:: WORK REQUIRED ::
Copy exactly the last part of the entries, starting from the line with "in [44, 379]." and including the final line.

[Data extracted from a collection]
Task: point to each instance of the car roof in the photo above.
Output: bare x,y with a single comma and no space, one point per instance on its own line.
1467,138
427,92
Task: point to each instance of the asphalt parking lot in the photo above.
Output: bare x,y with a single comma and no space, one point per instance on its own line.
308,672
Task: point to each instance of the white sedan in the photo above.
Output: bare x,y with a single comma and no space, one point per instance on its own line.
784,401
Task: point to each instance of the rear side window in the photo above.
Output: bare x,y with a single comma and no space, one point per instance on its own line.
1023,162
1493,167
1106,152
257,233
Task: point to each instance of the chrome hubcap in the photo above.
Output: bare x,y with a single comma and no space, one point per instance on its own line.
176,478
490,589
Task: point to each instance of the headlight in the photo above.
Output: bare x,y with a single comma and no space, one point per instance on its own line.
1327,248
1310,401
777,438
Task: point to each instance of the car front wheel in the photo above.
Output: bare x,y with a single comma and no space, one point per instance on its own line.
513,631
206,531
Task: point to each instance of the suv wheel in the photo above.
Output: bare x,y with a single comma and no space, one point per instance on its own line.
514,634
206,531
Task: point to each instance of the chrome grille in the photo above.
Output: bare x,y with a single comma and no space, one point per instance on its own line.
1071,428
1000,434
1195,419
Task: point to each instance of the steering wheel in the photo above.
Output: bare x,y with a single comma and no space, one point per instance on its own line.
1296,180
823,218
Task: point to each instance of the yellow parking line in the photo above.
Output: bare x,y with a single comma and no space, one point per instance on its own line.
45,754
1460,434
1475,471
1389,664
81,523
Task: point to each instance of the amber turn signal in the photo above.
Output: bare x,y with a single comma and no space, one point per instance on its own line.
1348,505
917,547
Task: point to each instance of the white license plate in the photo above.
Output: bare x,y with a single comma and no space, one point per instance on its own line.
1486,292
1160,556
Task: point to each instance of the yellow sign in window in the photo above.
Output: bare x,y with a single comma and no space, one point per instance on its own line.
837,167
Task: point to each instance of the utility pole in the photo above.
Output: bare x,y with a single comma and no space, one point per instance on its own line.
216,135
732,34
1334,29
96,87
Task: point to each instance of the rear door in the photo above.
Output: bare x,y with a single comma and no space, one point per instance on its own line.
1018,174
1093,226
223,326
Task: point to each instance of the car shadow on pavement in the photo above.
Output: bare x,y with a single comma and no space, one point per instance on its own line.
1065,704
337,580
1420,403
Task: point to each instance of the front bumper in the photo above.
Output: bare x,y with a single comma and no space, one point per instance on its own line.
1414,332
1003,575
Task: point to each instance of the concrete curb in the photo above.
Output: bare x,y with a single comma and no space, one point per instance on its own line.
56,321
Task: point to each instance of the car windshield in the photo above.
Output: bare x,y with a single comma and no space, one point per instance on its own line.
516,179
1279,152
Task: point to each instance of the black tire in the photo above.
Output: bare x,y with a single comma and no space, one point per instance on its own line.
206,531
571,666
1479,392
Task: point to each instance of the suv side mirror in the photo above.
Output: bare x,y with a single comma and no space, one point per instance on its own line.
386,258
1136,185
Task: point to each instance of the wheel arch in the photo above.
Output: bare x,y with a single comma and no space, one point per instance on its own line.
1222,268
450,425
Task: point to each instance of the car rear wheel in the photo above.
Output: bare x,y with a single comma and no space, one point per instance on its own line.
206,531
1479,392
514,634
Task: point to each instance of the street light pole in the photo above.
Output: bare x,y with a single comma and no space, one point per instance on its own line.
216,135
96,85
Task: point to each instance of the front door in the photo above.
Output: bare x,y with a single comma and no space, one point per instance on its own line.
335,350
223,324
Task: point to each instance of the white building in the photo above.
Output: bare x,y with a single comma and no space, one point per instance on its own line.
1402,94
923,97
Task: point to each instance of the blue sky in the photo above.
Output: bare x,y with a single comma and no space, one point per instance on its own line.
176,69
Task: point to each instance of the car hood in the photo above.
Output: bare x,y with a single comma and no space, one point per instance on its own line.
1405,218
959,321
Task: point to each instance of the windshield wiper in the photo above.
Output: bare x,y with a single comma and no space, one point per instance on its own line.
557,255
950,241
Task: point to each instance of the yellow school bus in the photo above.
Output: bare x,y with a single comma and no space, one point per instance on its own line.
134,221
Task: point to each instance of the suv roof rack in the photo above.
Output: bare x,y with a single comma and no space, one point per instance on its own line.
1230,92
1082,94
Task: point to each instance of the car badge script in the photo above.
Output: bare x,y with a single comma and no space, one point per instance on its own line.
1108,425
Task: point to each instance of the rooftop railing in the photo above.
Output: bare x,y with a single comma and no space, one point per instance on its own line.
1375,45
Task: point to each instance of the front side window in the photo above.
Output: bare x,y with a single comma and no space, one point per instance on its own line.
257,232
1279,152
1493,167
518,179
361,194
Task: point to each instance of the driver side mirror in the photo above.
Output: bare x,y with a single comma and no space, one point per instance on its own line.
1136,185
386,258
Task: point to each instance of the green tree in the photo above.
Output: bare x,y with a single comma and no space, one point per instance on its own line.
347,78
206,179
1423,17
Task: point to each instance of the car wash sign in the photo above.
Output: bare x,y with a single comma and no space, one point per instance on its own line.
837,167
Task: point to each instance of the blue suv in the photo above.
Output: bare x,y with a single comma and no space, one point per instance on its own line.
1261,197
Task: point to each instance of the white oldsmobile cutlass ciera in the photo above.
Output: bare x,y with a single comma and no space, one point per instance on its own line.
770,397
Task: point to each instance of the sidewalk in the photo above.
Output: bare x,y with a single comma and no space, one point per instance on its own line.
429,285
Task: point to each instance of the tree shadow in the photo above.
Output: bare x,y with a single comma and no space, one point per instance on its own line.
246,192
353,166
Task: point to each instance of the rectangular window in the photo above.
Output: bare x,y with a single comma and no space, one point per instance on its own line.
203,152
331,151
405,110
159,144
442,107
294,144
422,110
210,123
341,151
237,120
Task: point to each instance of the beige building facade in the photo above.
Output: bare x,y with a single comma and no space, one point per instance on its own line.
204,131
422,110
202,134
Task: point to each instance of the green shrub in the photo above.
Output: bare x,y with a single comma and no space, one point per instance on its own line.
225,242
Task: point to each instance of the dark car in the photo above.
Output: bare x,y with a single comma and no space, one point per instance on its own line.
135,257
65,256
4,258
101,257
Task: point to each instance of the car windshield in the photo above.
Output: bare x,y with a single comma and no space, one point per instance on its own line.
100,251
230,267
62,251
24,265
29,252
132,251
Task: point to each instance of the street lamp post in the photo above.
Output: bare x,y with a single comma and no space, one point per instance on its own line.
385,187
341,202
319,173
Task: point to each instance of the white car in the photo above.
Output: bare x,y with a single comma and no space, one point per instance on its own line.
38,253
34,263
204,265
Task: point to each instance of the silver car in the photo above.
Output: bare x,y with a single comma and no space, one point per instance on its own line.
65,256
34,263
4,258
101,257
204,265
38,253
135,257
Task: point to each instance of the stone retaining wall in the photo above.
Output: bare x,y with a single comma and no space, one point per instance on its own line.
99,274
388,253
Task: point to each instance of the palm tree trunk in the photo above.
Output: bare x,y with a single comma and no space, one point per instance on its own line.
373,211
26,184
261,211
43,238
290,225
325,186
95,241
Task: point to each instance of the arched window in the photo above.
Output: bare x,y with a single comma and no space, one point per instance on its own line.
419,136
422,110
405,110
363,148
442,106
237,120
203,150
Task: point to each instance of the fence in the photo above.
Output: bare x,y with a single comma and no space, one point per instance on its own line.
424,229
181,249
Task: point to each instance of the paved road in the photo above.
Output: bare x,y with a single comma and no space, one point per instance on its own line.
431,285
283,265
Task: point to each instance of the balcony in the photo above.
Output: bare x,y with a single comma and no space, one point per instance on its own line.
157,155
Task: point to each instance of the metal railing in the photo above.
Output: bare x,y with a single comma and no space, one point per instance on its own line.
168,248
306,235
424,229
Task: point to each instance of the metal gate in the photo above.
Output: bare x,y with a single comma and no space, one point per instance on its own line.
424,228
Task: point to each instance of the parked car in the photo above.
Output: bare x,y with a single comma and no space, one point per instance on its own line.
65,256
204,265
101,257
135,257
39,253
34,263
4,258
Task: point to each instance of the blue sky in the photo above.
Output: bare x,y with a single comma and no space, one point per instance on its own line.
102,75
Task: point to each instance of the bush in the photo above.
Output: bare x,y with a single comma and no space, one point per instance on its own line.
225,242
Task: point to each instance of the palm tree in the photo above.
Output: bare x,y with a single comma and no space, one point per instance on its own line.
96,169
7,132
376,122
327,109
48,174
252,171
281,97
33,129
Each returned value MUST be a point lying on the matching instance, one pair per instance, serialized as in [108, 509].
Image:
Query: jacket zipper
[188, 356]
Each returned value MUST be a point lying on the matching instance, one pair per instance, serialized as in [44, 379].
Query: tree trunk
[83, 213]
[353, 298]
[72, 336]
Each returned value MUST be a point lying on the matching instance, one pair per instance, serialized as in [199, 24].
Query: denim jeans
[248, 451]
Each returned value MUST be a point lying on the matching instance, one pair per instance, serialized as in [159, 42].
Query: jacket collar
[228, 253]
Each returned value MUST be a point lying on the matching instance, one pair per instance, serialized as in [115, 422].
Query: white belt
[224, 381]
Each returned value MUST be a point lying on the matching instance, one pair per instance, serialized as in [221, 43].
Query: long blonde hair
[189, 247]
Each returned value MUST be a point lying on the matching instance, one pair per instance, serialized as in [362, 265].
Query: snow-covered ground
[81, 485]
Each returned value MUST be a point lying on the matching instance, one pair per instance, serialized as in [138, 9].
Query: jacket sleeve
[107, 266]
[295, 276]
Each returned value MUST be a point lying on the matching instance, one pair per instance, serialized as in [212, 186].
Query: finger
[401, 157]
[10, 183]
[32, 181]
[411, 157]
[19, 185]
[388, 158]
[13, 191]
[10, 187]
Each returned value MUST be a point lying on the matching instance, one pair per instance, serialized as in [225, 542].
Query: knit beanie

:: EXERCISE ANSWER ::
Each returned value MUST be a point lying on the matching instance, one pair per instance, serialized as in [44, 379].
Query: tree trunk
[83, 213]
[353, 298]
[72, 336]
Each returned value MUST be a point lying on the matching instance, one pair per instance, serialized as in [199, 24].
Query: denim jeans
[248, 451]
Each returned value MUST be a point lying on the matching instance, one pair per instance, serialized as in [159, 42].
Query: jacket collar
[228, 253]
Each returned value MUST be a point lying on the matching instance, one pair per instance, serialized as in [115, 422].
Query: white belt
[224, 381]
Each returned value MUST be a point lying on the matching instance, one pair per instance, serialized as in [221, 43].
Query: long blonde hair
[189, 247]
Each returned value MUST be a point lying on the matching instance, one pair per instance, serialized as in [362, 265].
Query: snow-covered ground
[81, 485]
Each returned value MUST be a point lying on the matching instance, one pair per instance, serialized as in [138, 9].
Query: jacket sleeve
[107, 266]
[295, 276]
Each returned value MUST be a point lying on the matching instance, one pair per instance, serialized as in [212, 186].
Query: finger
[401, 157]
[10, 183]
[32, 181]
[411, 157]
[19, 185]
[388, 158]
[13, 191]
[10, 187]
Each returned value MUST be a point lying on the matching instance, one pair per instance, serialized as in [225, 542].
Query: knit beanie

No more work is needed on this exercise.